## Exercise text

▽

Margaret Oliphant MargaretOliphantjpg

In 1866 she settled at Windsor to be near her sons, who were being educated at Eton. That year, her second cousin, Annie Louisa Walker, came to live with her as a companion-housekeeper. This was her home for the rest of her life. For more than thirty years she pursued a varied literary career, despite continuing personal troubles. The ambitions she cherished for her sons were unfulfilled. Cyril Francis, the elder, died in 1890, leaving a Life of Alfred de Musset, incorporated in his mother's Foreign Classics for English Readers. The younger, Francis (whom she called "Cecco"), collaborated with her in the Victorian Age of English Literature and won a position at the British Museum, but was rejected by Sir Andrew Clark, a famous physician. Cecco died in 1894. With the last of her children lost to her, she had but little further interest in life. Her health steadily declined, and she died at Wimbledon on 25 June 1897.

In the 1880s she was the literary mentor of the Irish novelist Emily Lawless. During this time Oliphant wrote several works of supernatural fiction, including the long ghost story A Beleaguered City (1880) and several short tales, including "The Open Door" and "Old Lady Mary".

Works

Oliphant, during an often difficult life, wrote more than 120 works, including novels, books of travel and description, histories, and volumes of literary criticism.

Short stories

  • Neighbours on the Green (1889).

△

## Dataset content
▽

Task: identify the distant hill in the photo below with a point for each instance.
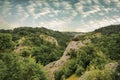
(109, 29)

△

## Task to carry out
Transcribe the part of the Margaret Oliphant text that opens with "Oliphant, during an" and closes with "of literary criticism.", keeping every word and punctuation mark unchanged.

## Output of the task
Oliphant, during an often difficult life, wrote more than 120 works, including novels, books of travel and description, histories, and volumes of literary criticism.